---- Texto de leitura
Em seguida, vimo-los já em terra reunirem-se em grande número e repartirem as missangas. Assim passou todo aquele dia. Nós em cada momento observávamos os nossos amigos Schelluk; e na verdade o vaivém de pirogas, a aparição de outras, o afastamento dos Dincas na outra margem do rio (e sabemos que os Dincas temem muito os Schelluk, de modo que quando se juntam muitos Schelluk por um lado, os Dincas fogem por outro), tudo nos fazia suspeitar se não tentariam apoderar-se do nosso barco e fazer connosco uma boa patuscada.


[261]
Caída a tarde e chegada a noite, reunimo-nos para tratar o modo de sair daquele aperto. Há propostas, discussões e reza-se. Porém, já to disse antes, nunca se pode mostrar medo, quando se pensa que temos uma Mãe amorosa e poderosa que vela por nós.


[262]
A Virgem Maria, precioso alívio do missionário, essa Virgem é a verdadeira Rainha da Nigrícia, a Mãe da Consolação, não podia abandonar os seus quatro servos, que tentavam dá-la a conhecer, com seu divino Filho, também a essas gentes idólatras. Ela vinha em nosso auxílio, ao sugerir-nos o modo de sair dessa situação. Durante a noite, voltámos a colocar sentinelas e custou-nos muito trabalho negar aos marinheiros o fuzil. Porém, tivemos que fazer isso para que não acontecesse algum incidente e se armasse alguma rixa com os indígenas; porque os nossos tripulantes são maometanos e para eles é uma virtude matar outros.
--------
▶ Objetivos
1. Como resumiria o texto de leitura em duas frases?
2. As afirmações seguintes concordam com o texto de leitura? Responda sim ou não a cada uma e cite as palavras do texto que o decidem.
(a) Os Dincas fogem quando se juntam muitos Schelluk.
(b) Os marinheiros receberam os fuzis durante a noite.
(c) Durante a noite não se colocaram sentinelas.
3. Como continuaria o texto de leitura a partir do ponto em que termina?
Os dados não têm qualquer papel nesta parte.
---- Amostra dos dados
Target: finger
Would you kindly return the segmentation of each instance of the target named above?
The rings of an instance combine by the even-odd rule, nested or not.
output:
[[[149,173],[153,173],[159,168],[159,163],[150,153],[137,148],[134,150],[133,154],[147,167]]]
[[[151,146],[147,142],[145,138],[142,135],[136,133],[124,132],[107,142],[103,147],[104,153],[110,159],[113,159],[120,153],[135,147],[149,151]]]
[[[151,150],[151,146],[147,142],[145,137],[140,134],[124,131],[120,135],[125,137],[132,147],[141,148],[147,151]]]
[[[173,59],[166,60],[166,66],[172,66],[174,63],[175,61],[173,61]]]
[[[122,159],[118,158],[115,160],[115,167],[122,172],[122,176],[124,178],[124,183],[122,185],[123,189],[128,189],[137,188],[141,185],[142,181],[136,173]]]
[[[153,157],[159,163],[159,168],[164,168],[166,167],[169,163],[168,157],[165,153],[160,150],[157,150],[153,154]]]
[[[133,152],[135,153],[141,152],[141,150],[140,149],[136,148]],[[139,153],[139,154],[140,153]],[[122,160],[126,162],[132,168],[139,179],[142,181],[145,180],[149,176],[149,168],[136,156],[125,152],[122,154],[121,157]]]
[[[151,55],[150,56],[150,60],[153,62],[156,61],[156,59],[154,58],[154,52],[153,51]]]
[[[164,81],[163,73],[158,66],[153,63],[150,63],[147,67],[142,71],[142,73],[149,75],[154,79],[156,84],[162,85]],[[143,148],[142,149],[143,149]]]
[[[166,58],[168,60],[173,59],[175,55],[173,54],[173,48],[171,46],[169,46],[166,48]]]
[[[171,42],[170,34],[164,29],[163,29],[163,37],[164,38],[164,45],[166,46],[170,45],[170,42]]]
--------
▶ Respostas
1. Depois de verem os Schelluk repartirem as missangas em terra e os Dincas afastarem-se na outra margem do rio, os narradores passaram o dia a observá-los e suspeitaram que tentariam apoderar-se do barco. À noite reuniram-se para tratar o modo de sair daquele aperto, confiando no auxílio da Virgem Maria, e voltaram a colocar sentinelas, negando o fuzil aos marinheiros para que não se armasse alguma rixa com os indígenas.

2.
(a) Sim: "quando se juntam muitos Schelluk por um lado, os Dincas fogem por outro".
(b) Não: "custou-nos muito trabalho negar aos marinheiros o fuzil".
(c) Não: "Durante a noite, voltámos a colocar sentinelas".

3.
[263]
Passa a noite, e pela manhã, põe-se em marcha a execução do plano acordado, que consistia no seguinte: com os 16 remos do barco (que são quatro vezes mais grossos que os das nossas embarcações do Garda) construir uma jangada num lugar onde o rio fosse fundo e sobre esta jangada pôr 30 caixas daquelas cujo conteúdo não se deteriorasse em contacto com a água, como ferramentas, garrafas, quinquilharias, etc., a fim de aligeirar o barco, que sem dúvida flutuaria um pouco mais e assim os marinheiros poderiam empurrá-lo mais facilmente até um lugar com suficiente profundidade. A ideia foi executada com exactidão e celeridade. Carregar a jangada, empurrar o barco e voltar a carregar levou umas dez horas; e é incrível a fadiga que, sob um sol de 38 graus, os tripulantes tiveram de passar para efectuar os carregamentos.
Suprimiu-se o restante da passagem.